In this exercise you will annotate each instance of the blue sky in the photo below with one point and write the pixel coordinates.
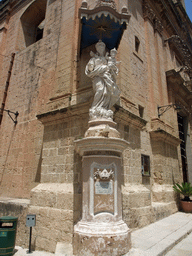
(188, 4)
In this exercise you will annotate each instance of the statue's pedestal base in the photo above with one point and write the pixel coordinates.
(112, 238)
(101, 230)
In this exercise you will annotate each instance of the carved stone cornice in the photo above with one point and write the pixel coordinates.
(109, 3)
(148, 13)
(185, 53)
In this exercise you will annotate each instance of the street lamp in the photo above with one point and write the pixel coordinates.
(163, 109)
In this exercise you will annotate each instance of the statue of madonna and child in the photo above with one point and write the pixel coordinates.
(102, 69)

(What you have to do)
Please convert all the rows above into a numbered list, skipping blank lines and leaving any pictures out.

(Expected answer)
1. In this exercise you will annotate each instance of the blue sky in the photo below with one point and write the pixel coordinates.
2. (188, 4)
3. In this exercise you will annotate each instance of the statue's pedestal base in the photo above with one point and write the pixel coordinates.
4. (112, 238)
5. (101, 230)
6. In this exercise you will annotate each instance of the carved stone cornice in the photo above with one point and write the pixel coordinates.
7. (109, 3)
8. (148, 13)
9. (185, 53)
10. In this exercise you will annotate each instance of the street lamp in the photo above with one point and write the pixel coordinates.
11. (163, 109)
12. In this exercise you will annotate each instance of the statue of madonna and child in the photo above with one point and write the pixel coordinates.
13. (102, 69)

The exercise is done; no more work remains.